- [Fragmento del documento]:
Durante toda mi vida laboral, y van cuarenta y dos cursos desde que la inicié como profesor, he soportado las bromas de quienes decían envidiarme por un veraneo de tres meses que se suma a otras vacaciones. Yo no niego que haya docentes que los disfrutan sin cargo de conciencia, pero me temo que la mayoría nunca ha conocido semejante bicoca, ni siquiera como funcionarios con plaza fija.
A los sesenta y seis años podría poner punto final o seguir cobrando como catedrático sin apenas dar un palo al agua. La circunstancia, por desgracia, no llamaría demasiado la atención porque algunos finales de las carreras docentes parecen un tranquilo deslizamiento hacia la nada. Sin embargo, otros docentes tenemos conciencia de funcionarios, nos gusta nuestra tarea como servicio público y procuramos mantener el ritmo de trabajo de toda la vida porque la salud todavía nos acompaña.
Esta semana he cerrado las actas del curso pasado y, ahora mismo, ando enfrascado en la preparación de las clases del próximo, donde después de dos años con semestres sabáticos por motivos de investigación vuelvo a explicar la asignatura Historia del espectáculo: teatro y cine en la España del siglo XX. La impartiré junto con un joven profesor que, mientras espera opositar a una plaza digna, trabaja en la universidad en unas condiciones económicas que me parecen impropias de una institución pública. Por desgracia, no las puedo cambiar, pero sí asumir una parte considerable de las tareas de mi joven colega para que la experiencia sea formativa y no solo recordada como un trabajo de "becario" al servicio de Nacho Cano.
Los apuntes de la asignatura, como siempre, son de acceso público por si otros jóvenes profesores de distintas universidades pudieran beneficiarse de los mismos. Mi trabajo se realiza con dinero público y sus resultados están a disposición de la ciudadanía que me paga con sus impuestos:
http://hdl.handle.net/10045/145193
Mientras vuelvo a preparar los comentarios acerca de escenas como la de la foto, un entrañable diálogo entre Luisito y la niña a la que dedica sus primeras rimas con la esperanza de un beso, sigo con temas menos risueños como son los consejos de guerra. El segundo volumen de la trilogía dedicada a los procesos contra periodistas y escritores ya está entregado y en otoño, si todo va bien, trabajaremos para ultimar su edición a cargo de la editorial Renacimiento en colaboración con el Servicio de Publicaciones de la Universidad de Alicante.

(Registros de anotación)

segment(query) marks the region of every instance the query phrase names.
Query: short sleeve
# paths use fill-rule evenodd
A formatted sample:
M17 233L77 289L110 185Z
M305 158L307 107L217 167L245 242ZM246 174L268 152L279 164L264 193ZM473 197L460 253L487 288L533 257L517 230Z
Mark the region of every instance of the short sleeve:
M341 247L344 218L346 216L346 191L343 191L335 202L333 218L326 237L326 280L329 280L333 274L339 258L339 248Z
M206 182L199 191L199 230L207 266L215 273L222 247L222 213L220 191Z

- [Requisitos del ejercicio]:
A. Enumera todas las cantidades de tiempo que el fragmento sobre la labor docente expresa con un número escrito en letras seguido de la palabra años, meses o cursos.
B. Reanuda el fragmento sobre la labor docente con un párrafo nuevo que siga a su última frase.

- [Respuestas escritas]:
A. cuarenta y dos cursos; tres meses; sesenta y seis años; dos años

B.
Estos trabajos han motivado la invitación a participar en un volumen colectivo que editará Espasa Calpe sobre los mecanismos de represión durante la dictadura franquista. A pesar del calor de julio, ya he redactado mi capítulo acerca de las víctimas inesperadas de aquellos consejos de guerra, que no solo condenaron a los antifascistas como Miguel Hernández o a los autores comprometidos en general con lo que supuso la II República. Hay otras víctimas bien distintas que también merecen nuestra atención para calibrar las verdaderas dimensiones de la represión franquista durante la posguerra.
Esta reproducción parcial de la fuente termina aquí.